◆ **What this task involves**:
Arrange the lines below as a numbered list, from the first line through the line that contains "0;234;245;290", including both. Leave out blank lines and pictures.

◆ **Records for processing**:

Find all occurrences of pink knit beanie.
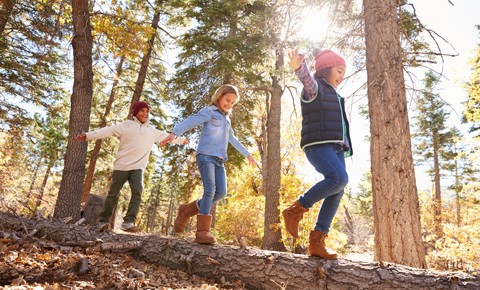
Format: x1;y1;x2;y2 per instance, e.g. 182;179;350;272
314;49;346;71
132;101;150;116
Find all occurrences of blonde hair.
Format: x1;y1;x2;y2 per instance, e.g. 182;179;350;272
208;85;240;116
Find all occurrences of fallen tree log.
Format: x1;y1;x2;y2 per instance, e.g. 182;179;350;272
0;213;480;289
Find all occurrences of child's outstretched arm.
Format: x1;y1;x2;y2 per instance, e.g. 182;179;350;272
156;131;188;147
288;48;317;101
288;48;305;70
247;154;258;166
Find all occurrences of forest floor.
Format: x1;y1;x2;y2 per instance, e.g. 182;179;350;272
0;229;245;290
0;228;373;290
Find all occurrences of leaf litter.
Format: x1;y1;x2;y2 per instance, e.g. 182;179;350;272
0;234;245;290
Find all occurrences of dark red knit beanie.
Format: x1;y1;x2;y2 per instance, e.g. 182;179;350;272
132;101;150;116
314;49;346;71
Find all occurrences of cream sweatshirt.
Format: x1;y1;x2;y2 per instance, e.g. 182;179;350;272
86;117;185;171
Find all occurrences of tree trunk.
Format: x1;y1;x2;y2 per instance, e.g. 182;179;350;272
262;50;286;251
127;7;162;120
150;188;161;232
27;157;42;201
35;162;53;207
0;0;14;36
165;190;173;236
82;55;125;203
54;0;93;221
363;0;427;268
433;146;443;239
0;213;480;290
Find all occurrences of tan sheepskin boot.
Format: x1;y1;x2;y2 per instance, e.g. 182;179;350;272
195;214;215;244
173;200;200;233
308;230;337;260
282;199;308;239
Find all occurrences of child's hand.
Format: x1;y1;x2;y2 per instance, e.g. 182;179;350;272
160;133;175;148
75;133;87;142
288;48;305;70
247;155;257;166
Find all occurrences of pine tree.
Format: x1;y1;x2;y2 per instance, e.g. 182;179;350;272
412;71;453;238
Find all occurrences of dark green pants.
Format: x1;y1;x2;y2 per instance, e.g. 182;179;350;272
98;169;143;223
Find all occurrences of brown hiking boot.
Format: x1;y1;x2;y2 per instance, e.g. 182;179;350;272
173;200;199;233
282;199;308;239
308;230;337;260
195;214;215;244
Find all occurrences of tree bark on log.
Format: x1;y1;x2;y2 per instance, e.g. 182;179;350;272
0;213;480;289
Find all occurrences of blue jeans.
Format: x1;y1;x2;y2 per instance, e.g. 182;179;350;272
98;169;143;223
298;143;348;234
197;154;227;215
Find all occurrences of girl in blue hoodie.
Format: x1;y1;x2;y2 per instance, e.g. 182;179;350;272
161;85;257;244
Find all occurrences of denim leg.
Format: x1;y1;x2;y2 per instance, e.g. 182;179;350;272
98;170;129;223
298;144;348;234
197;154;227;215
197;154;215;215
123;169;143;223
212;160;227;204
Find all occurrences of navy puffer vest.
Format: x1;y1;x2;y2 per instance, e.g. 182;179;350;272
300;79;353;156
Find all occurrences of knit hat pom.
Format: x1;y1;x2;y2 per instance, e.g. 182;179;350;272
313;48;346;71
132;101;150;116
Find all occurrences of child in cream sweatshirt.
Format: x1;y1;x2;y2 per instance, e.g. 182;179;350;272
75;101;188;233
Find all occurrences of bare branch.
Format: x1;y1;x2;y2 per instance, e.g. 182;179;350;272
238;85;273;93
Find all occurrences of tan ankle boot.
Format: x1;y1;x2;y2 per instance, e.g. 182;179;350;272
308;231;337;260
173;200;199;233
282;199;308;239
195;214;215;244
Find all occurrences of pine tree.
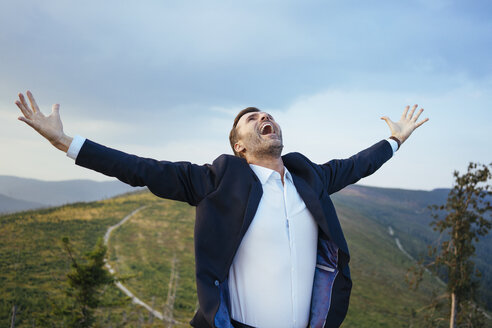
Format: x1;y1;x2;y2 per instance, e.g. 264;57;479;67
412;163;492;328
62;237;115;327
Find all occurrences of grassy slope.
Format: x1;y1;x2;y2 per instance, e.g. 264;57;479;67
0;188;488;327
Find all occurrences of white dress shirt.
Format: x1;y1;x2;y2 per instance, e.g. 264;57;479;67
67;136;398;328
229;165;318;328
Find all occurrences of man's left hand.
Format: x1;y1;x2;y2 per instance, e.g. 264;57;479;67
381;105;429;143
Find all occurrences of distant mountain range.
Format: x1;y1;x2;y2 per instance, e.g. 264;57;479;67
332;185;492;310
0;175;143;213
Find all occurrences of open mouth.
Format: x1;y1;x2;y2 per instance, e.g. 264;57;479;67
260;122;275;136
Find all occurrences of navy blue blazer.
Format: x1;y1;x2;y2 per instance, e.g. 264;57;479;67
76;140;393;328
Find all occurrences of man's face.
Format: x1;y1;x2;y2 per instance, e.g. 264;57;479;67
235;112;284;158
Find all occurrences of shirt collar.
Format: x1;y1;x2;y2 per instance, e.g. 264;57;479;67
249;164;293;184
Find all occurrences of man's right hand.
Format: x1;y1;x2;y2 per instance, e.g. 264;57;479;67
15;91;72;152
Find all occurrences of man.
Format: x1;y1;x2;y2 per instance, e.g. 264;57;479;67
16;91;428;328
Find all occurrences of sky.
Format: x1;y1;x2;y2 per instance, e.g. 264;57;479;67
0;0;492;190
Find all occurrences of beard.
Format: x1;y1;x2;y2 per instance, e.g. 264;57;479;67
243;131;284;158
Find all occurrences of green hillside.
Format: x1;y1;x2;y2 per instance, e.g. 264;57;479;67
0;188;488;328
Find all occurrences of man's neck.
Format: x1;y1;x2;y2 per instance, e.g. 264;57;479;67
246;157;285;183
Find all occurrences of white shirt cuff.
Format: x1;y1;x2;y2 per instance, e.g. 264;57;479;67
67;135;86;160
386;138;398;155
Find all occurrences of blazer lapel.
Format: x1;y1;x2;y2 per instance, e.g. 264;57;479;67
291;173;331;239
239;179;263;240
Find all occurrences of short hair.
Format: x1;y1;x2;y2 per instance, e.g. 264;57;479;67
229;107;260;157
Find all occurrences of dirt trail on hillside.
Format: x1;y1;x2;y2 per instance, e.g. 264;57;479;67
104;205;179;327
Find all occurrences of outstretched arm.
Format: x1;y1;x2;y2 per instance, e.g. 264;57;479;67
15;91;72;152
321;105;429;194
381;105;429;147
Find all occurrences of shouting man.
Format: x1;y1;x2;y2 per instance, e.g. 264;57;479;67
16;91;428;328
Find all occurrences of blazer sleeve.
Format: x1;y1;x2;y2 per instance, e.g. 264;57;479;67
75;139;215;205
320;140;393;194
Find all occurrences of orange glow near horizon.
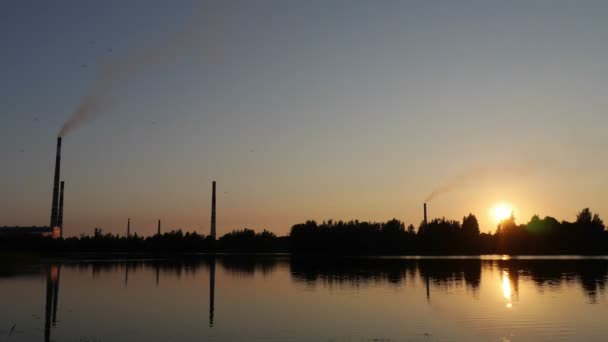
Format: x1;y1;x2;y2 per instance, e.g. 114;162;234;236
491;202;514;223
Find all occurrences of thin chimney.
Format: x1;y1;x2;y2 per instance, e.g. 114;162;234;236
424;203;428;227
211;181;216;240
57;181;65;237
50;137;61;229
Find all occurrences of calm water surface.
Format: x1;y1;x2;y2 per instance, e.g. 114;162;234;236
0;256;608;341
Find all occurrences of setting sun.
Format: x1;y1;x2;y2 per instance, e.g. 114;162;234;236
492;203;513;222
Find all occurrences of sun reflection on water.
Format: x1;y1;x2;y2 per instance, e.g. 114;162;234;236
502;271;513;309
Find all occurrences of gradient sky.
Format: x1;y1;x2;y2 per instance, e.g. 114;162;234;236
0;0;608;236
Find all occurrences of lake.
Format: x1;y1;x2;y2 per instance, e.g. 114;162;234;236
0;255;608;341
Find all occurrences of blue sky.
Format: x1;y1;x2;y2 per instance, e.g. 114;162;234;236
0;0;608;235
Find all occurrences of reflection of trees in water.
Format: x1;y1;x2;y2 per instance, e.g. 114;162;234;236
291;258;481;291
291;258;608;302
496;259;608;303
65;255;288;283
291;258;416;286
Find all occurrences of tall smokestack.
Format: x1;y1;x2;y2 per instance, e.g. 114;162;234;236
51;137;61;229
424;203;428;227
211;181;216;240
57;181;65;237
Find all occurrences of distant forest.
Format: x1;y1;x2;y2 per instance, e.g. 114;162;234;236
0;208;608;255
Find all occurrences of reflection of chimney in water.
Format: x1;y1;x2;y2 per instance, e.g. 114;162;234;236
44;265;60;342
57;181;65;237
211;181;216;240
156;264;160;287
125;263;129;287
209;257;215;327
51;266;63;326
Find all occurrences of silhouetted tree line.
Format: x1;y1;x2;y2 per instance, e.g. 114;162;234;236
289;208;608;255
0;208;608;255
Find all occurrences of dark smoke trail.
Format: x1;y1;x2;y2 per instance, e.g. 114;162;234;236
59;5;227;137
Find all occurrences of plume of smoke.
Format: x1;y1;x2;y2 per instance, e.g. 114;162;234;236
59;5;226;136
424;154;551;203
424;168;488;203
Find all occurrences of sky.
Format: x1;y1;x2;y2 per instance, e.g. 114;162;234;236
0;0;608;236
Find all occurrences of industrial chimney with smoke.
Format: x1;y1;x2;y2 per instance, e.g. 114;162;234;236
57;181;65;237
50;137;61;229
424;203;428;228
211;181;216;240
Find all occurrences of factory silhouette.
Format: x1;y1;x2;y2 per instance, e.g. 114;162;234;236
0;137;608;255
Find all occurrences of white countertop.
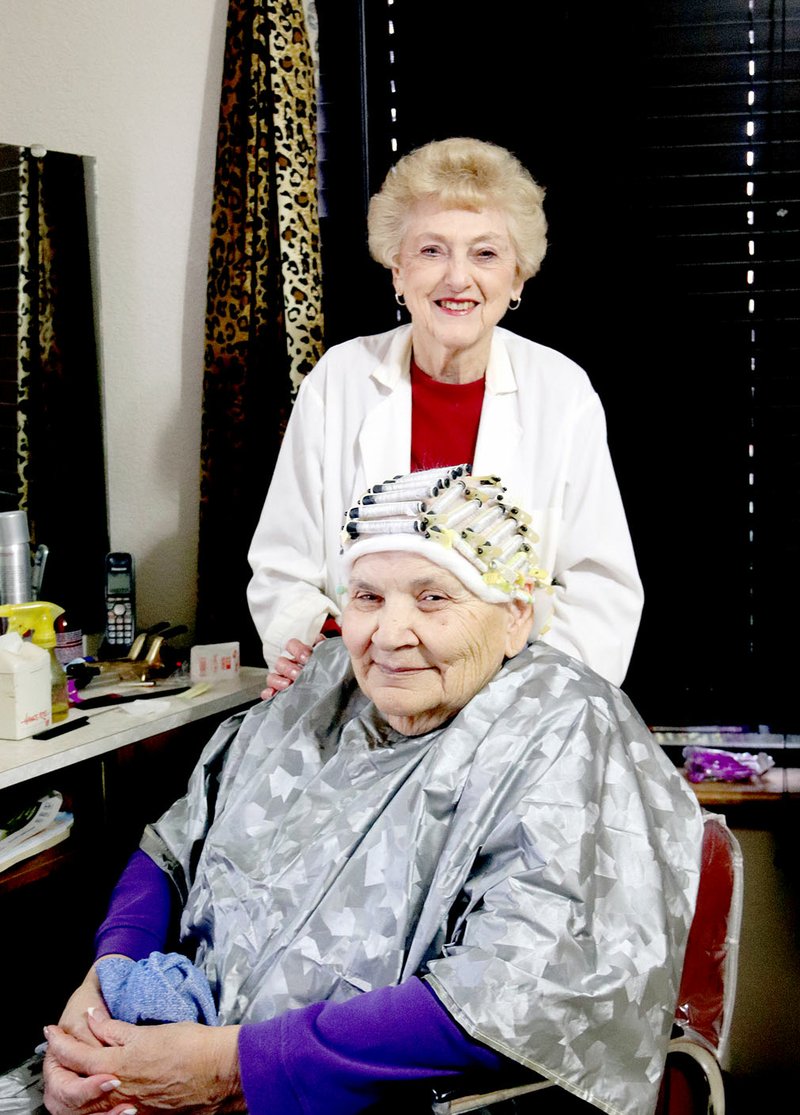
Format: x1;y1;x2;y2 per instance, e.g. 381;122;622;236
0;666;267;789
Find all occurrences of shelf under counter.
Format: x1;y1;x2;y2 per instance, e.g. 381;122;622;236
0;666;267;789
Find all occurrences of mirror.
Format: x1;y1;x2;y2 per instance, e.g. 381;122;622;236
0;144;108;631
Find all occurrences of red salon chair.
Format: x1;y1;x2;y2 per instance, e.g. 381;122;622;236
432;814;742;1115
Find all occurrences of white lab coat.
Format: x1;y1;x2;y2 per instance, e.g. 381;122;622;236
248;326;643;685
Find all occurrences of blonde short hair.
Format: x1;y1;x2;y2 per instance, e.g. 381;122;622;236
367;138;547;280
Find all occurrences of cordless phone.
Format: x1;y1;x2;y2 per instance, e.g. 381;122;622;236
106;552;136;650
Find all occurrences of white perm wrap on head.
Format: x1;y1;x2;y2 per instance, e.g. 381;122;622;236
341;464;550;603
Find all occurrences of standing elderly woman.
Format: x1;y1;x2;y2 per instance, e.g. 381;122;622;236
248;138;643;691
45;468;702;1115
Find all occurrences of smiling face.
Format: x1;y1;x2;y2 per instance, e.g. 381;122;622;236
392;200;522;382
341;553;532;736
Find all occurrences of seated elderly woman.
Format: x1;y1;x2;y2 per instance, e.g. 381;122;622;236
45;466;702;1115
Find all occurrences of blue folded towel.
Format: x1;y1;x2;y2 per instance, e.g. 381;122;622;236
95;952;216;1026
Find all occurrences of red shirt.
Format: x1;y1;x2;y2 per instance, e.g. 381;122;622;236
411;359;484;473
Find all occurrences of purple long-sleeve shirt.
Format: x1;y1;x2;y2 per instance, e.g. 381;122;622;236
95;851;508;1115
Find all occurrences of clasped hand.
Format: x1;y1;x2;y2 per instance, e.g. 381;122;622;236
44;973;239;1115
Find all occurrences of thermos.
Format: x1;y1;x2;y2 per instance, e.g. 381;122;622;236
0;511;32;604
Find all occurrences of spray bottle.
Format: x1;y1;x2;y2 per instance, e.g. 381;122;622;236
0;600;69;724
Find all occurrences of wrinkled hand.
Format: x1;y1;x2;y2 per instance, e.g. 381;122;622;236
44;1010;239;1115
261;634;325;700
58;953;116;1046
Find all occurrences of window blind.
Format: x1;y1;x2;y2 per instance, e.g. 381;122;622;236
320;0;800;730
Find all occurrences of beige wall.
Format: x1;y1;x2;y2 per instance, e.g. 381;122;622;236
0;0;230;638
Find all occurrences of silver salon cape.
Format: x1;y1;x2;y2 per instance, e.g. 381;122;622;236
142;639;702;1115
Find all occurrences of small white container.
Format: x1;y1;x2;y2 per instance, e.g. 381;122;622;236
0;631;52;739
189;642;239;685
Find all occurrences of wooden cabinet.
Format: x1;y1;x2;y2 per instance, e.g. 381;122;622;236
0;669;264;1072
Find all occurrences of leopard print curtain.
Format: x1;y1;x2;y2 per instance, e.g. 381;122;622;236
196;0;322;662
9;148;108;631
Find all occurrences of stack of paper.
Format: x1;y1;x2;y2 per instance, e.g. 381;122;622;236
0;791;73;871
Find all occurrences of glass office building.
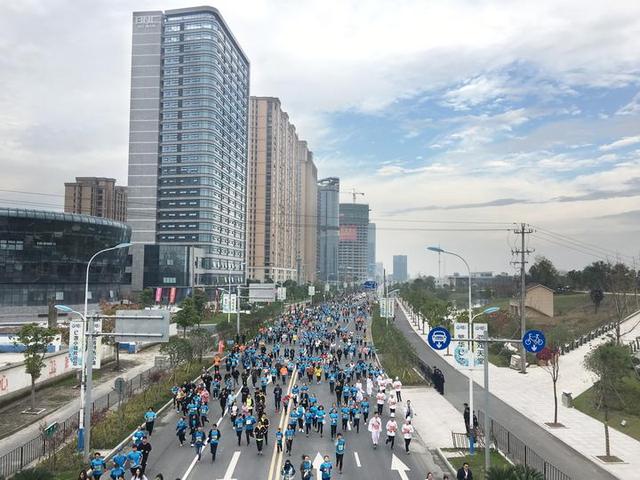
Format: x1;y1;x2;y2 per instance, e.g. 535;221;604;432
127;7;249;290
0;208;131;307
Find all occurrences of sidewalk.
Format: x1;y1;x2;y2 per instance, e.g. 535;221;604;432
400;303;640;479
402;387;464;450
0;346;159;456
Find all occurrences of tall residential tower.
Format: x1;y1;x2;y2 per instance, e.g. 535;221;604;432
127;7;249;292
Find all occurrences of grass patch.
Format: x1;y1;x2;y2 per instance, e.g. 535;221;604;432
371;307;425;385
573;376;640;442
442;448;511;480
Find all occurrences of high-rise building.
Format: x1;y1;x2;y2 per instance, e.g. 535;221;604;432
393;255;409;282
64;177;127;222
298;142;318;283
338;203;369;283
127;7;249;297
317;177;340;283
367;223;376;280
247;97;310;282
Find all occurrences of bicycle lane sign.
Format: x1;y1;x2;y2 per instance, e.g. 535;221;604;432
522;330;547;353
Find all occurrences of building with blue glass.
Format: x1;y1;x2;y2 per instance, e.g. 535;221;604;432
0;208;131;313
127;7;249;296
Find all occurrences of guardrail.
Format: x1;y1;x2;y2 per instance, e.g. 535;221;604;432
0;366;156;478
478;410;572;480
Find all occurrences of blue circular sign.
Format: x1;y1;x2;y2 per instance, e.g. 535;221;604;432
427;327;451;350
522;330;547;353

◆ **Reply**:
1. Find all occurrences of pink knit beanie.
2. Format: x1;y1;x2;y2 per instance, e.g. 182;179;350;272
3. 314;49;346;71
4. 132;101;150;116
5. Find all occurrences of blonde hair.
6. Format: x1;y1;x2;y2 per instance, e.g. 182;179;350;272
7. 208;85;240;116
8. Find all occurrences of fallen tree log.
9. Format: x1;y1;x2;y2 per instance, e.g. 182;179;350;272
10. 0;213;480;289
11. Find all occurrences of child's outstretched arm.
12. Format: x1;y1;x2;y2 per instance, e.g. 182;179;350;272
13. 156;131;188;147
14. 288;48;317;101
15. 288;48;305;70
16. 247;154;258;166
17. Find all occurrences of forest floor.
18. Format: x1;y1;x2;y2 per instance, e.g. 182;179;350;272
19. 0;229;245;290
20. 0;228;373;290
21. Find all occurrences of leaf litter.
22. Format: x1;y1;x2;y2 per instance, e.g. 182;179;350;272
23. 0;234;245;290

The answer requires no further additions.